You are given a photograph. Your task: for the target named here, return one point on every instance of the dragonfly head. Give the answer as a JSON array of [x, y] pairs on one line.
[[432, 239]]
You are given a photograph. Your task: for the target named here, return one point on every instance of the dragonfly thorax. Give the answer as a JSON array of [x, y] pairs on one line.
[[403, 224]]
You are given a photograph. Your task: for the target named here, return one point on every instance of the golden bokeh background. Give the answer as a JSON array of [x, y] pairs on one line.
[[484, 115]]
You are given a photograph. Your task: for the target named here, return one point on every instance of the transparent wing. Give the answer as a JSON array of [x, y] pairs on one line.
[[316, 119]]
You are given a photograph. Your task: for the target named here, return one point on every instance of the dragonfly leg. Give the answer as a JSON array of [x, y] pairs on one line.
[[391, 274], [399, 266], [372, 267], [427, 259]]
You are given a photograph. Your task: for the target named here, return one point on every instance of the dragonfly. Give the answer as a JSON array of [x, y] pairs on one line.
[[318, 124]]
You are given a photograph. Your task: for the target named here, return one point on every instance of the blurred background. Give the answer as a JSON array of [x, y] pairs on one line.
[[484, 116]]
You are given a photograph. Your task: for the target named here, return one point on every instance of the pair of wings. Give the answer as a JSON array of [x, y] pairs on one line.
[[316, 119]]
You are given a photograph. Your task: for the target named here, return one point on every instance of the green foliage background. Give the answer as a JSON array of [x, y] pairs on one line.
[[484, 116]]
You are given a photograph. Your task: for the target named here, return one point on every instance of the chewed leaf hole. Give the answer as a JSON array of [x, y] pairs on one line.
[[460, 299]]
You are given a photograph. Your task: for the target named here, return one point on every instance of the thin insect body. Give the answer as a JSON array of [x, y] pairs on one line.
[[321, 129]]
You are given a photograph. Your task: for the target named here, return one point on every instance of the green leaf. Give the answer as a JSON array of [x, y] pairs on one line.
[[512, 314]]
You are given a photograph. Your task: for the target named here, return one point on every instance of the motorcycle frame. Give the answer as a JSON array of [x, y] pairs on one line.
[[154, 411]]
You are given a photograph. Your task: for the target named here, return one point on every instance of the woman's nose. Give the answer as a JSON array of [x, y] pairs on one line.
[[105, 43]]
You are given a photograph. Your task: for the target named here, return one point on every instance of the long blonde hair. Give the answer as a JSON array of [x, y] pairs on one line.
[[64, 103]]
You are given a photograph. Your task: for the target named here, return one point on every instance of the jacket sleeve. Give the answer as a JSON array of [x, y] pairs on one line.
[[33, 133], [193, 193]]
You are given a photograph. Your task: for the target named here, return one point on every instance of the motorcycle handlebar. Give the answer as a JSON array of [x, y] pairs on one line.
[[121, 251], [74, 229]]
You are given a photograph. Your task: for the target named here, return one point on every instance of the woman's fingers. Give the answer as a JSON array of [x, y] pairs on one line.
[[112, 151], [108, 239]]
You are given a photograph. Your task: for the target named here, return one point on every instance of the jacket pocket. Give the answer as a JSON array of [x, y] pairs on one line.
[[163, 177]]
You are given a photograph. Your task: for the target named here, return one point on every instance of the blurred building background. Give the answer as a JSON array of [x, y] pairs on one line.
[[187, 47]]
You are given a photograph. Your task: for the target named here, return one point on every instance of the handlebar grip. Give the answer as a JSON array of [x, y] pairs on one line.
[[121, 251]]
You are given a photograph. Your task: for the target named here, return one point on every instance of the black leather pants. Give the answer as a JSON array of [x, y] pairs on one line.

WHAT THE EXERCISE ASKS:
Rewrite the rows above as a numbered list, leaving out any blank lines.

EXPECTED OUTPUT:
1. You are given a photograph. Your task: for the target named here, return one point on every instance of the dragonfly head. Give the answer as a JSON array of [x, y] pairs on one line.
2. [[432, 239]]
3. You are given a photograph. Your task: for the target named here, return one point on every instance of the dragonfly thorax. Give the answer as a JSON array of [x, y] pairs on one line.
4. [[403, 224]]
5. You are given a photograph. Your task: for the target named here, return one point on every instance of the golden bokeh background. Give the answer as a JSON array of [x, y] pairs on one line.
6. [[484, 115]]
7. You are given a photograph. Your task: for the target named here, return one point on every instance of the transparent wing. Give the answer as a JSON array of [x, y] pairs on one line.
8. [[316, 119]]
9. You are given a photograph. Your task: for the target named here, return one point on every instance of the dragonfly leg. Give the answer as a JSON array of [x, y] pairs on one line.
10. [[391, 274], [399, 266], [372, 267], [427, 259]]
11. You are given a photograph. Your task: for the target named here, return one point on every instance of the dragonfly. Give the answer as a JSON array of [x, y] pairs on one line.
12. [[318, 124]]
13. You are given a photograph. Your task: for the target named here, return one point on every instance of the blurred background. Give the answer as a JSON array of [x, y] pairs on one line.
14. [[484, 116]]
15. You are given a photograph. Your task: for the target named here, return one point on every instance of the pair of wings. Give the answer as a JSON array of [x, y] pairs on one line.
16. [[316, 119]]
17. You are given a photograph. Your task: for the target named here, return one point on every instance of the green foliage background. Give the answer as a JSON array of [x, y] pairs on one line.
18. [[484, 116]]
19. You are given a photograph. Your task: for the target named here, return one point on every instance of the chewed leaf hole. Give the answer as a JSON array of [x, y] pairs on one line.
20. [[460, 299]]
21. You are given a photograph. Your task: for the target named here, return one point on every instance of the thin insect body. Give the answer as a JSON array of [x, y] pairs on one line.
22. [[321, 129]]
23. You are given a photograph. Your task: for the target named here, return one point on every instance of the green leaf. Give the answer as a JSON array of [x, y] pairs on one line.
24. [[512, 314]]
25. You are given a photograph. Your task: for the target named here, return one point on every instance of the motorcycle frame. Give the answer as a JSON array of [x, y] pairs on one line.
26. [[154, 411]]
27. You are given a photograph. Your task: for the target named here, return one point on every instance of the woman's nose. Give the answer as a JSON array of [x, y] pairs on one line.
28. [[105, 43]]
29. You are given a photograph. Your task: for the target named here, return one point on every instance of the long blonde hair. Give the answer as a JSON array of [x, y] pairs on one line.
30. [[64, 103]]
31. You are given a photograph. Your task: for the target named here, return one point on every instance of the jacket sleeve. Give the answer as a JSON array of [x, y] pairs on one line.
32. [[33, 133], [193, 193]]
33. You are given a photograph. Your task: for the target named here, return one point on every instance of the motorcycle handlebar. Give the answer as a JSON array of [x, y] pairs on one line.
34. [[121, 251], [74, 229]]
35. You are given a photograph. Your task: for the target named here, return one point on every instance of the woman's fingers. Give the answer as a JSON array of [x, y] pairs on one line.
36. [[112, 151], [108, 239]]
37. You are given a photograph. Your task: for the target named here, return one point on every instance of the jacket pocket. Give the answer as a JSON array of [x, y] pairs on one line.
38. [[163, 177]]
39. You are given a photograph. Your task: for the target named here, return one point on every instance of the blurred building background. Give the answer as a JSON array of [x, y] pairs on one line.
40. [[187, 47]]
41. You are given a photograph. Your task: for the target named here, return one point on every instance of the handlebar grip. Give the answer as a JSON array of [x, y] pairs on one line.
42. [[121, 251]]
43. You are given a photograph. Your task: for the target named here, return one point on every instance of the black leather pants. Give the answer as a JSON array of [x, y] pairs on one line.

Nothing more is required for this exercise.